> **Penggalan Teks**
<<<<

Marwah Perempuan Perupa
Ada marwah, ada kemuliaan yang melekat pada sosok-sosok perempuan perupa. Semua hadir pada pameran ”Marwah” di Pos Bloc pekan ini.
Tatanan dan norma sosial kita masih menjadi beban tersendiri bagi perempuan perupa. Sebagian besar dari mereka tetap menjalankan peran ganda sebagai ibu rumah tangga yang membuat ruang gerak dan waktu lebih terbatas dibandingkan dengan kaum adam. Tepatlah jika kemudian disebut ada marwah, ada kemuliaan yang melekat pada sosok-sosok perempuan perupa itu.
Perupa surealis Lucia Hartini (64), kelahiran Temanggung, Jawa Tengah, hadir dan menampilkan karya di antara 78 karya perempuan perupa lainnya. Lucia menampilkan karyanya untuk pameran bertajuk ”Marwah”.

>>>>

> **Informasi yang Diberikan**
<<<<

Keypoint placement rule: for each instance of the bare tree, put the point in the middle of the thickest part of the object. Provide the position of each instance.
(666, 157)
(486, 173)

>>>>

> **Tantangan**
A – Sebutkan semua nama tempat yang muncul dalam teks tentang perempuan perupa.
B – Ubah bagian teks tentang perempuan perupa yang diawali dengan "Marwah Perempuan Perupa" dan berlanjut sampai "Bloc pekan ini.", lalu tulis ulang dengan "pekan ini" diganti menjadi "bulan ini".
Materi tersebut tidak diperlukan sama sekali.

> **Jawaban Tertulis**
A – Pos Bloc, Temanggung, Jawa Tengah

B –
Marwah Perempuan Perupa
Ada marwah, ada kemuliaan yang melekat pada sosok-sosok perempuan perupa. Semua hadir pada pameran ”Marwah” di Pos Bloc bulan ini.